• _Text extract_:
--- Begin ---

The data were pooled from surveys conducted between 2008 and 2012, representing, as touted by Pew, "a total of 39 countries and territories on three continents: Africa, Asia and Europe." Collectively, the surveys included "more than 38,000 face-to-face interviews in 80-plus languages and dialects, covering every country that has more than 10 million Muslims." Pew did acknowledge this important caveat about Muslim populations not surveyed because, "political sensitivities or security concerns prevented opinion research among Muslims." Notably excluded countries were Saudi Arabia, the Sudan, and Iran -- all Islamic states, governed by the Sharia, Saudi Arabia and the Sudan under Sunni Islam, the third, Iran, being the world's largest Shiite Muslim state.
Responses to four related questions on the Sharia, comprise the surveys' salient -- and pathognomonic -- findings. The questions were, "Do you favor or oppose making sharia law, or Islamic law, the official law of the land in our country?", and these three internally validating (and equally edifying) queries, "Do you favor or oppose the following: punishments like whippings and cutting off of hands for crimes like theft and robbery?", "Do you favor or oppose the following: punishments like whippings and cutting off of hands for crimes like theft and robbery?", "Do you favor or oppose the following: the death penalty for people who leave the Muslim religion?" Summary data from the nations with the five largest Muslim populations (as per 2010) surveyed, Indonesia (204 million), Pakistan (178 million), Bengladesh (149 million), Egypt (80 million), and Nigeria (76 million), revealed:
• 72% of Indonesian Muslims, 84% of Pakistani Muslims, 82% of Bengladeshi Muslims, 74% of Egyptian Muslims, and 71% of Nigerian Muslims supported making Sharia the official state law of their respective societies. The population-weighted average from these 5 countries was 77% supportive. (Composite regional data confirmed these individual country trends -- 84% of South Asian Muslims, 77% of Southeast Asian Muslims, 74% of Middle Eastern/North African Muslims, and 64% of Sub-Saharan African Muslims favored application of the Sharia as official state law.)

--- End ---

• _Job 1_:
Render the records as a Markdown table with the columns Row and Line, starting at the first line of the records and ending with the line that contains "[114,0,196,21]". Include both ends and omit blank lines.

• _Provided records_:
--- Begin ---

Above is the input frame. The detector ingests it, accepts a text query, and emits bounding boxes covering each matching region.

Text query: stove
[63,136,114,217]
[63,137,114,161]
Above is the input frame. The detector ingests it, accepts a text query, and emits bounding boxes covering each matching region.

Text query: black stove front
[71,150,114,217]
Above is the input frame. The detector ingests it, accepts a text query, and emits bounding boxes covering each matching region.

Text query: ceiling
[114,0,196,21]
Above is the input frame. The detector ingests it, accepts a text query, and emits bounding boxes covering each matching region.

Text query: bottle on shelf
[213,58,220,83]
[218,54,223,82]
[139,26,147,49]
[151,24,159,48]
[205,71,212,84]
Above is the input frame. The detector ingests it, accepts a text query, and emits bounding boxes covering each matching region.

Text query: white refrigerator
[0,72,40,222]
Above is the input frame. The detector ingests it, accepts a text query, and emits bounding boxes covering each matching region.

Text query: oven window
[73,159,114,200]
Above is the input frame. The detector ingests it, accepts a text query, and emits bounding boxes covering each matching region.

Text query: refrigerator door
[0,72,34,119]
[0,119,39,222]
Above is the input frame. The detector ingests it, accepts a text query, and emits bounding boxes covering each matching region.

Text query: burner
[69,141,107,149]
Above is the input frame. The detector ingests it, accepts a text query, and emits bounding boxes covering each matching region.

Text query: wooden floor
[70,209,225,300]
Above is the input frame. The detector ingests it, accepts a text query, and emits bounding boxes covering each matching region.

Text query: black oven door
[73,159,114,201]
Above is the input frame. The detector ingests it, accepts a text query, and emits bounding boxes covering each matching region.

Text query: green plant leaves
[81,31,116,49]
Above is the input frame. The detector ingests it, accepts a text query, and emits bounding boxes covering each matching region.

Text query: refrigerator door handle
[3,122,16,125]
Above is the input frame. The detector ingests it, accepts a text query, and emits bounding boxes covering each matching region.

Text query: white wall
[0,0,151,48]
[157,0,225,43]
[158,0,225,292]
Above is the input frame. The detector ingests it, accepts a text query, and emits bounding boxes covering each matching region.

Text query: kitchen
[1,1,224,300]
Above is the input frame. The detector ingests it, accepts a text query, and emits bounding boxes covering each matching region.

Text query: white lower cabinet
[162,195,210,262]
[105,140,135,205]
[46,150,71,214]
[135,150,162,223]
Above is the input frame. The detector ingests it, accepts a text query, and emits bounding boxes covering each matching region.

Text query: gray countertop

--- End ---

• _Job 2_:
Continue the passage on the Pew surveys of Muslim attitudes toward Sharia, picking up after its final sentence.

• _Final answer 1_:
| Row | Line |
|---|---|
| 1 | Above is the input frame. The detector ingests it, accepts a text query, and emits bounding boxes covering each matching region. |
| 2 | Text query: stove |
| 3 | [63,136,114,217] |
| 4 | [63,137,114,161] |
| 5 | Above is the input frame. The detector ingests it, accepts a text query, and emits bounding boxes covering each matching region. |
| 6 | Text query: black stove front |
| 7 | [71,150,114,217] |
| 8 | Above is the input frame. The detector ingests it, accepts a text query, and emits bounding boxes covering each matching region. |
| 9 | Text query: ceiling |
| 10 | [114,0,196,21] |

• _Final answer 2_:
• 37% of Indonesian Muslims, 85% of Pakistani Muslims, 50% of Bengladeshi Muslims, 70% of Egyptian Muslims, and 45% of Nigerian Muslims favored Sharia-based mandatory ("hadd") punishments "like whippings and cutting off of hands for crimes like theft and robbery"
• 42% of Indonesian Muslims, 86% of Pakistani Muslims, 54% of Bengladeshi Muslims, 80% of Egyptian Muslims, and 37% of Nigerian Muslims favored the Sharia-based hadd punishment of stoning for adultery
• 16% of Indonesian Muslims, 75% of Pakistani Muslims, 43% of Bengladeshi Muslims, 88% of Egyptian Muslims, and 29% of Nigerian Muslims favored the Sharia-based hadd punishment of execution for "apostasy"
Furthermore, the Pew survey results confirm the abject failure of the U.S. midwifed Iraqi and Afghan "democracies" to fulfill the utopian aspirations of the much ballyhooed "(Bernard) Lewis doctrine." Instead, the negative prognostications, epitomized by my colleague Diana West's evocative description "Making the world safe for Sharia," have been realized. Specifically, the Pew data indicated:
• 91% of Iraqi Muslims and 99% of Afghan Muslims supported making Sharia the official state law of their respective societies
• 55% of Iraqi Muslims and 81% of Afghan Muslims favored Sharia-based hadd punishments "like whippings and cutting off of hands for crimes like theft and robbery"
• 57% of Iraqi Muslims and 84% of Afghan Muslims favored the Sharia-based hadd punishment of stoning for adultery
• 42% of Iraqi Muslims and 79% of Afghan Muslims favored the Sharia-based hadd punishment of execution for "apostasy"
Religious piety, as evidenced by frequency of prayer and "Following the Prophet's Example," increased support for Sharia, which was unaffected by age, gender, or educational level.
The Pew report fails to elaborate on these strong associations, offering no explanation about why increased compliance with prayer and pious conformity with the behavior of Islam's prophet Muhammad might result in broad Muslim approval for mutilating thieves, stoning adulterers to death, or executing those who simply exercise freedom of conscience and forsake Islam. Yet the Pew investigators readily proffer these mollifying comments, insisting the predilection for Sharia "varies widely," noting "many favor democracy over authoritarian rule," and even concluding,
Overall, Muslims broadly support the idea of religious freedom. Among Muslims who say people of different religions are very free to practice their faith, three-quarters or more in each country say this is a good thing.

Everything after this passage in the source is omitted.